Natural-language object grounding data =>
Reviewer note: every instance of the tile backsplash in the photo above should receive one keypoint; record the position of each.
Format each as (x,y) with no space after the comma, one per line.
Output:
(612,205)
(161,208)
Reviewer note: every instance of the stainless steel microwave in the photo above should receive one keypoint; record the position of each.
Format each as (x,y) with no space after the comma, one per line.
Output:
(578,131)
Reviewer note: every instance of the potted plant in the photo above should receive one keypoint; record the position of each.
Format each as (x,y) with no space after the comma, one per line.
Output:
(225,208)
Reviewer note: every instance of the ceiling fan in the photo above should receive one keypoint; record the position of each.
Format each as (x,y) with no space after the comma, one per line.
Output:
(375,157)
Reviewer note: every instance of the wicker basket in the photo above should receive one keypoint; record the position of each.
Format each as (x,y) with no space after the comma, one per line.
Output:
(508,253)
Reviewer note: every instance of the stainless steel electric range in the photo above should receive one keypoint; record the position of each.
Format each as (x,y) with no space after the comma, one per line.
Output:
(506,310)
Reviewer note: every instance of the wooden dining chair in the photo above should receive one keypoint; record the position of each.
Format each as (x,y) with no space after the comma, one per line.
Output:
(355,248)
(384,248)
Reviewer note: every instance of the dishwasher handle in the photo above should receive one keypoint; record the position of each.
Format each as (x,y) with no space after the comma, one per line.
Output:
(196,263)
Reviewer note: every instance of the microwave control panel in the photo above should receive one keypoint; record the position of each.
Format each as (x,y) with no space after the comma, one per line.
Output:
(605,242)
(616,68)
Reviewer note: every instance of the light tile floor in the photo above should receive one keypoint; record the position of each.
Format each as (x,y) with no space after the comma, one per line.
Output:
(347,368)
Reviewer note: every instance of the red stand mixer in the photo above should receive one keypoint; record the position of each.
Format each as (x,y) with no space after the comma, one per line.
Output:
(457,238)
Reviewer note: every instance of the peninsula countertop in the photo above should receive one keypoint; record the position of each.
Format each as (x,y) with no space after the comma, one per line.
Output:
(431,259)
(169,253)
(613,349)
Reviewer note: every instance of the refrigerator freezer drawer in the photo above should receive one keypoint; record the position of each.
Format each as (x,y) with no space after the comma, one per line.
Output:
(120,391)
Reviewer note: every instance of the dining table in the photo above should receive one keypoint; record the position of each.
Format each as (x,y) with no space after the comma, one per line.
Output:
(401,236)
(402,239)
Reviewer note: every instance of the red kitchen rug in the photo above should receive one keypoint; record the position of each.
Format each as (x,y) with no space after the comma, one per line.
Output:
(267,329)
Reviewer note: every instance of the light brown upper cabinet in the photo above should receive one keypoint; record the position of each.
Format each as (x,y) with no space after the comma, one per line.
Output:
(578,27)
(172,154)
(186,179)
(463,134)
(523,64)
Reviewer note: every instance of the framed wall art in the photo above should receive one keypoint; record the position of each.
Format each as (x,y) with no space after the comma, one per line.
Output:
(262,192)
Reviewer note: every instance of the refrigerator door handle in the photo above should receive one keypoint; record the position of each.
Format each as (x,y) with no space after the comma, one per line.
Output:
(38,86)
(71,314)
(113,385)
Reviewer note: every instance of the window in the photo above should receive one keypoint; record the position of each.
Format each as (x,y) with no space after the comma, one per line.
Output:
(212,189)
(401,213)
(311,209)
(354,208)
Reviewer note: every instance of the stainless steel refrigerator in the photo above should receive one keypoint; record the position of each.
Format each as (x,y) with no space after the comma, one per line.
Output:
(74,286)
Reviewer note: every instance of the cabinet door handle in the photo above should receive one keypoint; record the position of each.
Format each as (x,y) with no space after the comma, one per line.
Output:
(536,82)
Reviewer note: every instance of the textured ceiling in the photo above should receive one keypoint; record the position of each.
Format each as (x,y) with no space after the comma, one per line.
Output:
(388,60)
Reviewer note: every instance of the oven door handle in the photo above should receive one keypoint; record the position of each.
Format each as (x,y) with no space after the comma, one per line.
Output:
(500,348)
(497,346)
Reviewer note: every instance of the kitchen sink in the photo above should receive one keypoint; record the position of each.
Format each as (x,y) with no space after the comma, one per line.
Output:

==

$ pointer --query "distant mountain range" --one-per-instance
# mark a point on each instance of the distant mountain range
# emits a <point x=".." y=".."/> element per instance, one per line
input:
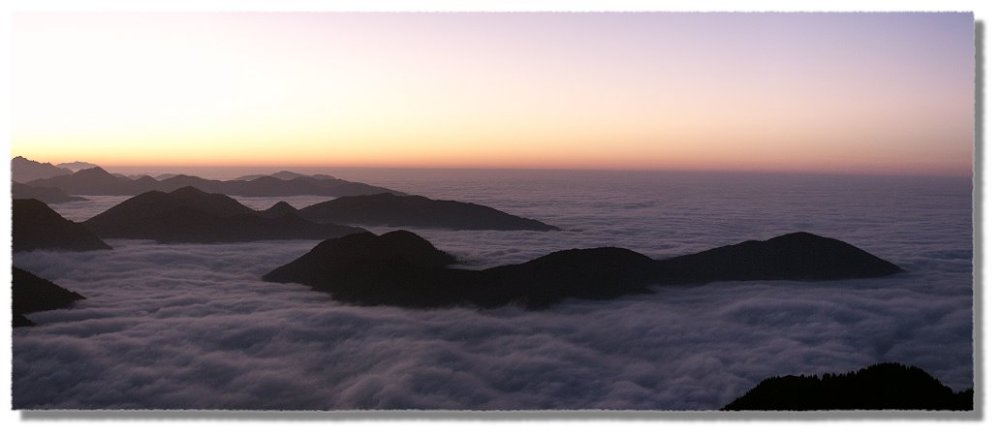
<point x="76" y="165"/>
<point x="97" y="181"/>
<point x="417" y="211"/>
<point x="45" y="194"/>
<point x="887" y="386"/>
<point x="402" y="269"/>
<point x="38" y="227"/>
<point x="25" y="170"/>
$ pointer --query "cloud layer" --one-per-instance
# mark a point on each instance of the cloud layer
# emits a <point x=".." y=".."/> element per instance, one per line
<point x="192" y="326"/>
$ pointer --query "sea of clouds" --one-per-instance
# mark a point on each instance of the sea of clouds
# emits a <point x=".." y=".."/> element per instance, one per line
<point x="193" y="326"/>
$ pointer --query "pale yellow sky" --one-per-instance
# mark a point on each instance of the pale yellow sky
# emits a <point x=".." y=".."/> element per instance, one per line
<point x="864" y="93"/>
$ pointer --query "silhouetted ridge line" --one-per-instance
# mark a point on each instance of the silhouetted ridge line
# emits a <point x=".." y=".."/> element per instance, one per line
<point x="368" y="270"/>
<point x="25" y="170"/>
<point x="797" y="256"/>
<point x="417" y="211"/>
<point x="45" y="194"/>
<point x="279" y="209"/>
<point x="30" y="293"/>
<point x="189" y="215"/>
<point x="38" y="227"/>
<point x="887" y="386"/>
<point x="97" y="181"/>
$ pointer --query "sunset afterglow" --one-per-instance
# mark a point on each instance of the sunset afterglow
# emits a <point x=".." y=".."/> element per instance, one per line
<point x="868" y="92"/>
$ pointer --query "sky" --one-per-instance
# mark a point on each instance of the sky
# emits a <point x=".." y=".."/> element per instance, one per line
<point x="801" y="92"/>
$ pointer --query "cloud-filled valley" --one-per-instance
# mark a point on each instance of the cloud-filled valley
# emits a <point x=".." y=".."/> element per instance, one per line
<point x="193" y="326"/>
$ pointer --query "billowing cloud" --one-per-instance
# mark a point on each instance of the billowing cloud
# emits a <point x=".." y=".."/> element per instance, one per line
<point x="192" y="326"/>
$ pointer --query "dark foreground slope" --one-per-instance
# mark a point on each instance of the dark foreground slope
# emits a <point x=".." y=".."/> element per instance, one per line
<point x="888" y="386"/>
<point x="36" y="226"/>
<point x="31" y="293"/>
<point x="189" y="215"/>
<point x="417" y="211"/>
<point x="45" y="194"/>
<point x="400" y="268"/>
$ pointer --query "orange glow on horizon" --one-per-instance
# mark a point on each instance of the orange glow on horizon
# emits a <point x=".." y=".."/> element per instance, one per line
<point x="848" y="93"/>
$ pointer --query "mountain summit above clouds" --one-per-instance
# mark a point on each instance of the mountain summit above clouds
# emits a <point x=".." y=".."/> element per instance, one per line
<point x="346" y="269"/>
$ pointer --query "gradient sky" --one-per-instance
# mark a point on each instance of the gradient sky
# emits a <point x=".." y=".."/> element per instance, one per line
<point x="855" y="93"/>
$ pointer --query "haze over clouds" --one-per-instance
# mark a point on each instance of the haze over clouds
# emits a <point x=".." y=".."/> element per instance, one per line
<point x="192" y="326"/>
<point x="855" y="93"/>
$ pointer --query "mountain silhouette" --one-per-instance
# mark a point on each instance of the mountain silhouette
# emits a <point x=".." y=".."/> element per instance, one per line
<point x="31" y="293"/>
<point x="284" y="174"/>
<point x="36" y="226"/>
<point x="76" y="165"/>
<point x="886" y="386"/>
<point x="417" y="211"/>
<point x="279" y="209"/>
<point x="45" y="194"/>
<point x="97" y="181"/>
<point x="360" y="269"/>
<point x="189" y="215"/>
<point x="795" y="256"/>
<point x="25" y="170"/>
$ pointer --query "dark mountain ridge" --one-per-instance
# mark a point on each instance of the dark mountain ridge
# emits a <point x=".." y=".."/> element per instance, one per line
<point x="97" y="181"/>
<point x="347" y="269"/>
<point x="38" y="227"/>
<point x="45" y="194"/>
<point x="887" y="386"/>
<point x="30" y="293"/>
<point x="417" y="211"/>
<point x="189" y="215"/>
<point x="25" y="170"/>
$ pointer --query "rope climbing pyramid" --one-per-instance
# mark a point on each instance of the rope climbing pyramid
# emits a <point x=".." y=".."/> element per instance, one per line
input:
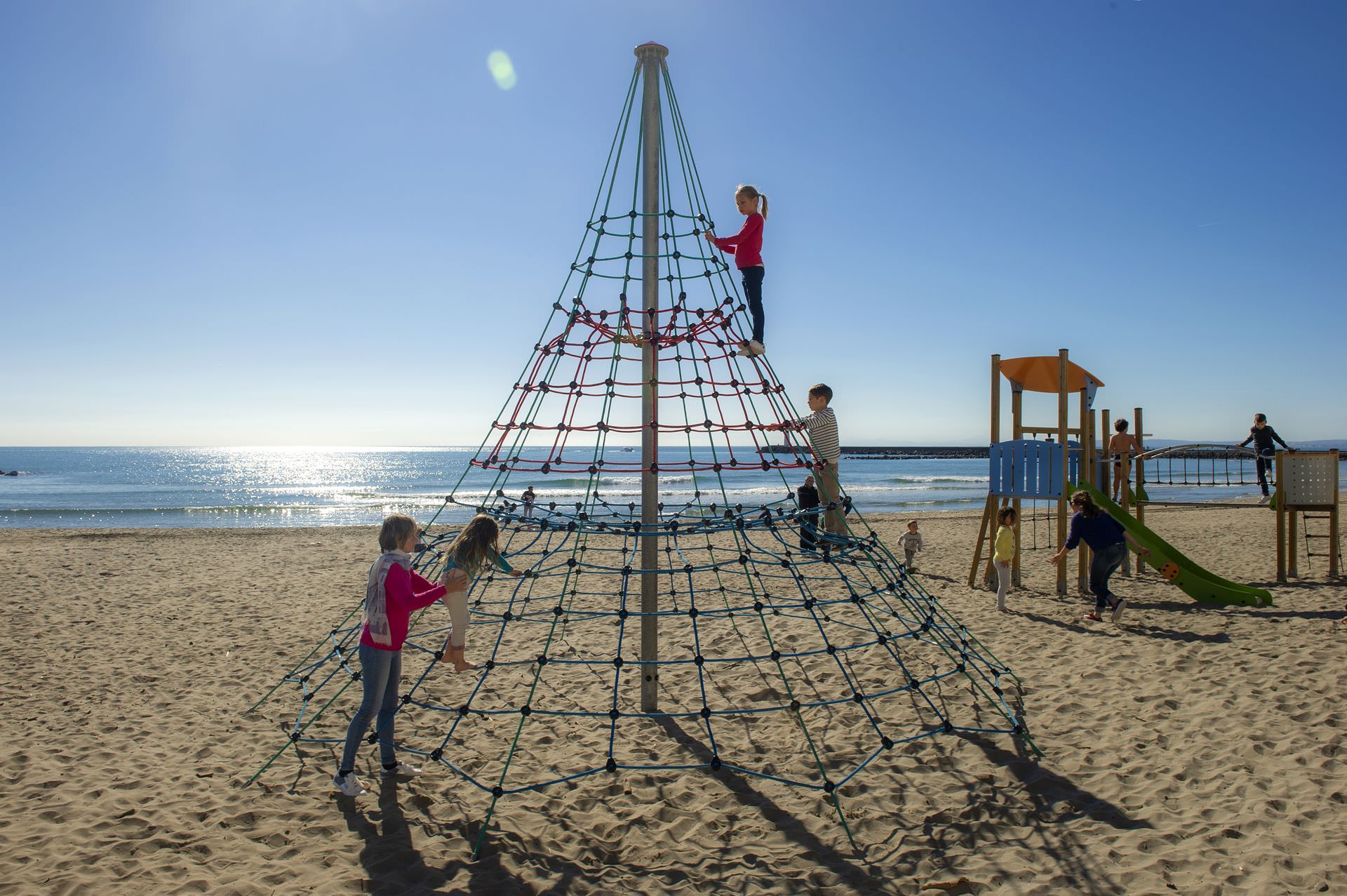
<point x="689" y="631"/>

Your objective => A single number is expected: how many lines in the entries above hold the word "horizon".

Task answer => 2